- [Tarea planteada 1] Enumera los tipos de responsabilidad que el texto sobre la toma del Palacio de Justicia atribuye al M-19.
- [Tarea planteada 2] Según el texto sobre la toma del Palacio de Justicia, ¿qué le suministró el Cartel de Medellín al M-19?
- [Tarea planteada 3] Por favor, prolonga el texto sobre la toma del Palacio de Justicia a partir de su última frase.
══ Texto mostrado
Cuarenta años después, el país sigue girando en torno a los múltiples ejes que dieron forma a uno de los capítulos más dolorosos de nuestra historia. Es cierto: hubo errores del mando civil, decisiones trágicas en el operativo militar para la recuperación del Palacio, un esquema de seguridad que no supo prever lo impensable y un saldo de víctimas que aún claman por la verdad. Pero entre todos esos factores, uno permanece como el detonante que encendió la tragedia: la decisión del M-19 de asaltar el Palacio de Justicia, en una acción que no solo rompió el orden institucional, sino que terminó sirviendo —según múltiples testimonios— a los intereses del narcotráfico.
Hablar de la responsabilidad del M-19 no es un ejercicio de revancha, sino de memoria. Este grupo, que ya había sido indultado años después, cargará para siempre con una responsabilidad triple: histórica, porque fue quien planeó y ejecutó la toma; política, porque pretendió convertir un acto de guerra en un “juicio al Estado”, anulando toda legitimidad insurgente; y moral, porque al ingresar violentamente al templo de la justicia, al tomar como rehenes a los magistrados más altos de la República, transformó un símbolo de la civilidad en un campo de batalla urbana.
La financiación del Cartel de Medellín: el vínculo que aún incomoda
La historia reciente ha permitido confirmar lo que durante años fue apenas un rumor. Varios testimonios —incluidos los de la familia de Pablo Escobar— han reconocido que el Cartel de Medellín financió la toma del Palacio de Justicia, suministrando dinero y armamento al M-19 para lograr la destrucción de los expedientes de extradición que comprometían a sus miembros. La señora Victoria Eugenia Henao, viuda del capo, relató en una entrevista:
“Ellos secuestraban porque no tenían dinero, entonces Pablo comenzó a darles dinero; ahí le dieron la noticia de la toma y él accede a colaborarles con armamento y dinero. Pablo pide que quemen los expedientes para la extradición.”
════
══ Datos registrados
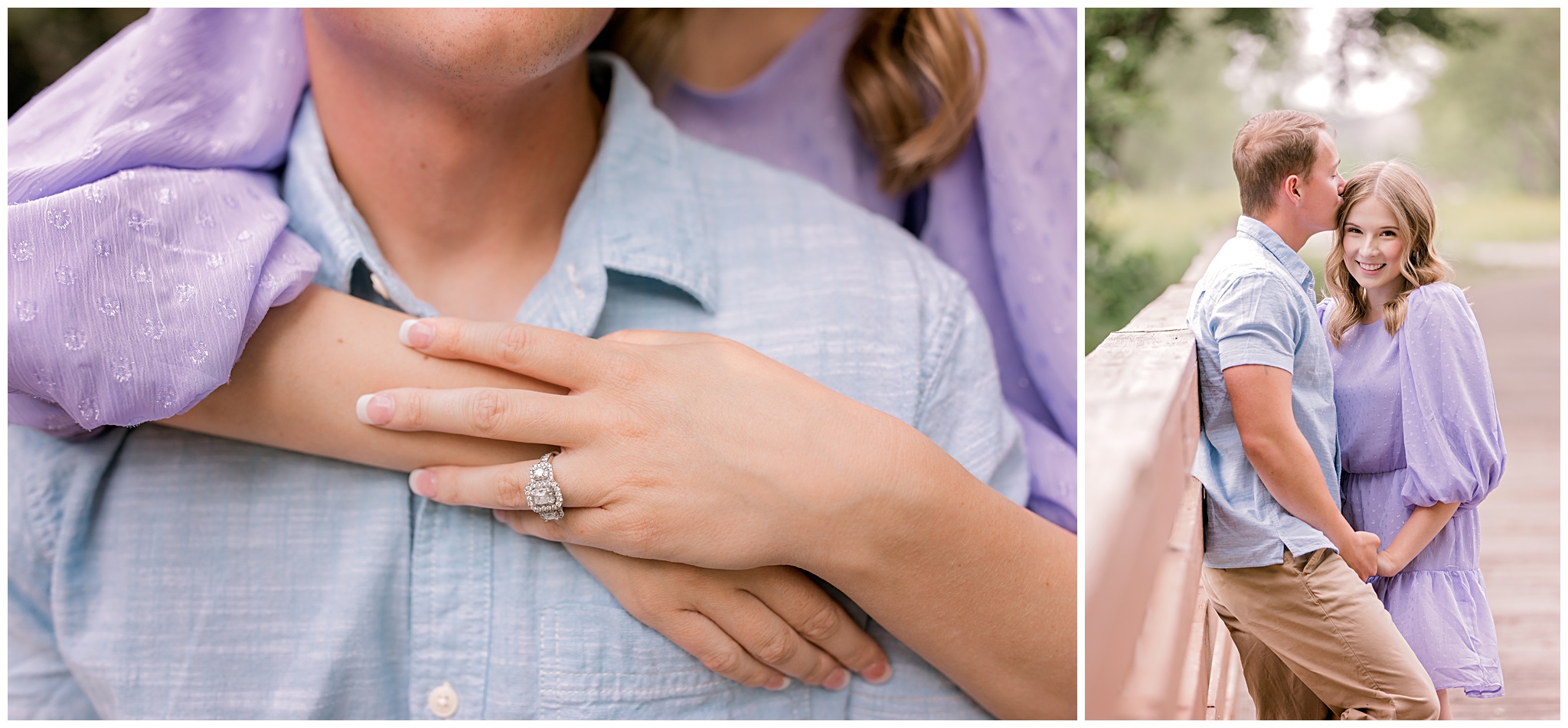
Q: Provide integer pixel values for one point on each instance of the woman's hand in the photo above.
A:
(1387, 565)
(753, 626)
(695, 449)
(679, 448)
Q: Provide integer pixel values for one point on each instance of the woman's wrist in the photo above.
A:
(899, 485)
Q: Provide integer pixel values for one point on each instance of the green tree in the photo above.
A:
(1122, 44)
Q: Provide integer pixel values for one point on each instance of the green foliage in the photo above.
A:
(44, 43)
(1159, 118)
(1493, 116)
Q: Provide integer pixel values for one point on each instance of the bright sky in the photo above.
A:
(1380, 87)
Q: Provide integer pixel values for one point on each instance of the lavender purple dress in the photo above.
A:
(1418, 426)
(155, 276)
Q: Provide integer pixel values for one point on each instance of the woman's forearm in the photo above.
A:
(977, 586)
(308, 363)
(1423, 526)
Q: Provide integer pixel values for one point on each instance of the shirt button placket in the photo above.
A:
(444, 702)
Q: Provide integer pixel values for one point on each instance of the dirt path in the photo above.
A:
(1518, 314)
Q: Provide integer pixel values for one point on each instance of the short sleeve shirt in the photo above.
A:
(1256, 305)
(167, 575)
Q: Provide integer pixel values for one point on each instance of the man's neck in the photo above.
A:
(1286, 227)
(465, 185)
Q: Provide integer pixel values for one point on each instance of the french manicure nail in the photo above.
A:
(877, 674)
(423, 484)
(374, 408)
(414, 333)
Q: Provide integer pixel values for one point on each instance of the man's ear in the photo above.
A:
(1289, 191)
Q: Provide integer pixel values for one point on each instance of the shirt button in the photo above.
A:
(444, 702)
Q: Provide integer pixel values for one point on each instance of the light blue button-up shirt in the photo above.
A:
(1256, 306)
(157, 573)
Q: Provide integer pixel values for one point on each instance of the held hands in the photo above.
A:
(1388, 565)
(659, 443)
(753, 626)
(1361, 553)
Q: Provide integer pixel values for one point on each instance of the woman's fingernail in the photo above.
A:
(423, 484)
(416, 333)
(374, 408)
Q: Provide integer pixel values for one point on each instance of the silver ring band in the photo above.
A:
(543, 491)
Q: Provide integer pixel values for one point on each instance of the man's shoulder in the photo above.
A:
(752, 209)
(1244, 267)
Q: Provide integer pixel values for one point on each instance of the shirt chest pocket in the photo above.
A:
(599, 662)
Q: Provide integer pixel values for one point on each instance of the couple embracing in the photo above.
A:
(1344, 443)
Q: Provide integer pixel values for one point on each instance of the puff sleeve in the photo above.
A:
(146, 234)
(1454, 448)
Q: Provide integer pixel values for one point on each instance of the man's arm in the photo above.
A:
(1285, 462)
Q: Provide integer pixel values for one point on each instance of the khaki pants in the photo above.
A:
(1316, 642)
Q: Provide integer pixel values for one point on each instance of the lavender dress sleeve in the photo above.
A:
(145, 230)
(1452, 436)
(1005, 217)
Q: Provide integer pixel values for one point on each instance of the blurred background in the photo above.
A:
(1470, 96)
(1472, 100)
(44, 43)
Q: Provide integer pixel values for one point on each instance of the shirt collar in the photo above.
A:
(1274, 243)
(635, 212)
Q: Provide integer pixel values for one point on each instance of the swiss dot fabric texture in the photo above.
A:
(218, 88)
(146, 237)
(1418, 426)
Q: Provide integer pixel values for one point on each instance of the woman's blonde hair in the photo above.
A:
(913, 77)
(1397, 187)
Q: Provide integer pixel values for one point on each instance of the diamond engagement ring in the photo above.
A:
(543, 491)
════
- [Respuesta esperada 1] Histórica, política y moral.

- [Respuesta esperada 2] Dinero y armamento.

- [Respuesta esperada 3]
En la misma línea, el presidente de la Corte Constitucional, Jorge Enrique Ibáñez Najar, advirtió recientemente que “nunca se investigó la autoría intelectual y la financiación del Cartel de Medellín en la toma del Palacio de Justicia”, recordando que el país aún no ha escuchado toda la verdad sobre los vínculos entre insurgencia y narcotráfico.
El peso simbólico de las palabras del presidente Gustavo Petro
Resulta especialmente grave que, casi cuatro décadas después, el propio presidente de la República —un exmiembro del M-19— se refiera públicamente a la toma como un hecho audaz. Más allá del contexto, inquieta el tono de reivindicación que se desprende de sus palabras. En un país que todavía llora a sus magistrados, soldados, empleados y civiles muertos, escuchar del primer mandatario referencias que evocan la genialidad o “el genio de la operación”, como las que pronunció en una entrevista años atrás, equivale a reabrir heridas que no terminan de cerrar.
“El genio de la operación militar, de la idea de coger el Palacio Nariño y cómo tomar el Palacio de Justicia, y cómo tomárselo y cómo… cuántos hombres, en qué forma hacer la operación, se debe a Luis Otero”, dijo entonces Gustavo Petro, en una grabación difundida por Infobae.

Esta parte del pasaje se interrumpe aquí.